--- 読む文章 ---
パナソニック、フェムテック事業に新規参入 月経周期の把握技術を発表
パナソニックは今月3日、女性の腹部周辺の衣服内温度の計測により、月経周期を把握できることを実証したと発表した。日本大学工学部電気電子工学科の村山嘉延准教授と共同で行ったもので、2025年中の実用化を目指す。実現すれば、フェムテック事業への参入は初となる。
実証は44人の女性(平均年齢39.0±6歳)を対象に行った。ウェアラブルデバイスを下着に装着し、睡眠中に衣服内温度を測定。並行して、従来の舌下温による基礎体温計で基礎体温も測った。その結果、衣服内温度も基礎体温と同様に低温相と高温相の二相性パターンを確認できた。
衣服内温度とは、衣服と皮膚の間で計測する温度のこと。腹部周辺の衣服内温度は、衣服や布団により肌が外気に晒されないため、体内深部温度に近いという。衣服や布団、エアコンなどの影響から、季節による計測条件の違いでデータにばらつきは出るものの、冬と夏それぞれでの検証においても二相性パターンを確認できたことから、通年の使用が可能だとしている。

--- エントリー一覧 ---
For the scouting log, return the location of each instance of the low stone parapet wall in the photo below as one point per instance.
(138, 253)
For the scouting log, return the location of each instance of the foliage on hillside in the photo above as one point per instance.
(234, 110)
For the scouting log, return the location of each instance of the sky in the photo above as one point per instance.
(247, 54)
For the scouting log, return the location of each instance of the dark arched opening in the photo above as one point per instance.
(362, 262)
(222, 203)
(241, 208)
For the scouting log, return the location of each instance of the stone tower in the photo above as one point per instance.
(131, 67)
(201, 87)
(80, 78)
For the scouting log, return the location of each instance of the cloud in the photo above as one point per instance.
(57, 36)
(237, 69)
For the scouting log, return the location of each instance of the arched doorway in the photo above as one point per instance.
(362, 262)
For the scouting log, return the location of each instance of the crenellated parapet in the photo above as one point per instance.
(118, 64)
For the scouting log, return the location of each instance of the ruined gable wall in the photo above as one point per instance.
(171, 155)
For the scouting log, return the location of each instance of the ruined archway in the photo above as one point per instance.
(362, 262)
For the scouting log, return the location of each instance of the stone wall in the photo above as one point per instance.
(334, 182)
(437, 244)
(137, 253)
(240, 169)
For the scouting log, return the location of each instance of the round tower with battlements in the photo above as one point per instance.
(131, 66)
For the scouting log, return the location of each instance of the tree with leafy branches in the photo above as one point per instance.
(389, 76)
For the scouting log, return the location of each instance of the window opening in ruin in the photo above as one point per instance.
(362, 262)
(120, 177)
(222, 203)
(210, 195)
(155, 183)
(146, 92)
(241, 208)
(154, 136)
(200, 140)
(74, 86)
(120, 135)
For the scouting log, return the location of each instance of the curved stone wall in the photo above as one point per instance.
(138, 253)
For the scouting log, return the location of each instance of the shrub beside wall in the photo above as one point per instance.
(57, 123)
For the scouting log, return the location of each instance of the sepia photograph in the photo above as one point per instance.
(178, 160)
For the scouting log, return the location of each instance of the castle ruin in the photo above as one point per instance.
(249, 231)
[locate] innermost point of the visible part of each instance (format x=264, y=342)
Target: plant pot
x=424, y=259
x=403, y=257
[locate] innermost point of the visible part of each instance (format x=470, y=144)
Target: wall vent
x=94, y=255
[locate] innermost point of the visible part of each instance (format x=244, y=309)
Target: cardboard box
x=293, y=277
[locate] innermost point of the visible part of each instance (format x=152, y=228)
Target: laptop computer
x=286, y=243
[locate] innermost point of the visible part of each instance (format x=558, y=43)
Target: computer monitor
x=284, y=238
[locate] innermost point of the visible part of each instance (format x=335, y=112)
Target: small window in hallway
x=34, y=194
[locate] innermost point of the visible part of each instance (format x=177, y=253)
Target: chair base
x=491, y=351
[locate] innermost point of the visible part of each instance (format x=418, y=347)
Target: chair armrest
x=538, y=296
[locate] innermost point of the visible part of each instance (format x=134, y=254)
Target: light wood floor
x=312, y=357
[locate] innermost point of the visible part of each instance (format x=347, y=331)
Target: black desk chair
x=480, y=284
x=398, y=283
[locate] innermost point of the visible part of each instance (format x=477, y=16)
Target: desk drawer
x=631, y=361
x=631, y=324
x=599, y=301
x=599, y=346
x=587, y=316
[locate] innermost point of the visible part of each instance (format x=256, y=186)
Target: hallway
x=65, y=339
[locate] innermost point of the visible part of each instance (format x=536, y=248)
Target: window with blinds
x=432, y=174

--- やること ---
[1] パナソニックの記事について、次の問いに答えてください。
(a) パナソニックはどこのだれと共同で実証を行いましたか。
(b) 実証の対象になった女性は何人ですか。
(c) 衣服内温度とは、どこで計測する温度のことですか。
[2] パナソニックの記事を、最後の文の後から書き継いでください。

--- 課題の答え ---
[1]
(a) 日本大学工学部電気電子工学科の村山嘉延准教授
(b) 44人
(c) 衣服と皮膚の間

[2]
本メディア記者が、「本デバイスは、基礎体温計の代替となるものなのか?妊活をしている女性や不妊治療中の女性にとっては特に、計測結果の精度が非常に重要になってくるが、そういった女性たちも正確性の面から信頼して使えるものなのか?」と質問したところ、同社の技術開発担当者は、「基礎体温計の完全なる代替品という位置付けではない」と回答。「自分の排卵日を知らない女性も多い。低温期と高温期を知ることで、自身の月経リズムの把握や健康管理のきっかけにしてほしい」との考えを示した。
本デバイスは、ユーザーが月経リズムの把握を手軽に習慣化することをサポートするもので、起床後にデバイスの転送ボタンを押すだけで、データがスマホアプリに送られるという仕組み。就寝前のデバイスの装着を忘れてしまえば、もちろん計測はできないが、起床時に安静な状態を保ちながら舌下温での測定が終わるのを待つという従来の面倒はなく、朝の計測を忘れてしまうといった課題も解決する。